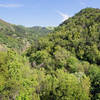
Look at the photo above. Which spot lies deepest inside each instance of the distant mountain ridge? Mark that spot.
(17, 36)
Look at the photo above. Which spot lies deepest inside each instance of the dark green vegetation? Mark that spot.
(20, 37)
(64, 65)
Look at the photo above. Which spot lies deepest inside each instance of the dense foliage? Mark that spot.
(74, 46)
(64, 65)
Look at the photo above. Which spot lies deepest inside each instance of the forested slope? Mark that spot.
(64, 65)
(74, 46)
(19, 37)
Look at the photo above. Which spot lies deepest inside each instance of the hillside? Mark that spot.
(19, 37)
(74, 46)
(63, 65)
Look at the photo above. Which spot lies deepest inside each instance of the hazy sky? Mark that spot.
(42, 12)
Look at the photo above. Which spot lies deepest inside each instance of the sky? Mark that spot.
(42, 12)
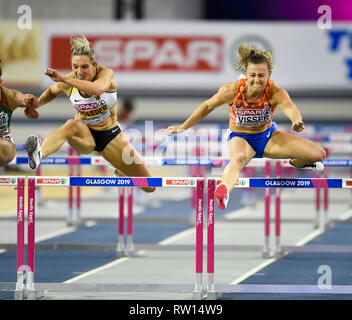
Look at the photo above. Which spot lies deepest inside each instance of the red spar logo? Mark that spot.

_The problem_
Restate verbatim the lines running from the line with "vegetation? Mark that spot." through the end of the material; both ends count, and images are omitted.

_Reply to the exercise_
Look at the photo above. Which spot lies deepest inside each instance of the dark green vegetation? Mark that spot.
(20, 37)
(64, 65)
Look at the photo above. Which spot lies deepest inside each instance of the dense foliage? Mark that spot.
(74, 46)
(64, 65)
Look at the photo above. Which spot lies deepest inside each instance of the forested slope? Mark that spot.
(64, 65)
(74, 46)
(19, 37)
Look at the photo above. Which spot lies deepest inside each instance of the hillside? Mark that spot.
(19, 37)
(74, 46)
(63, 65)
Look at the photo above. Which spot lies deepest inside each instance of the hazy sky? Mark that spot.
(42, 12)
Look at the photo above. Which spot lies deepest inside each instance of the sky? Mark that spot.
(42, 12)
Look at the photo above. Which spot lies deepest inside each instance of the red spar logo? Mark that spot.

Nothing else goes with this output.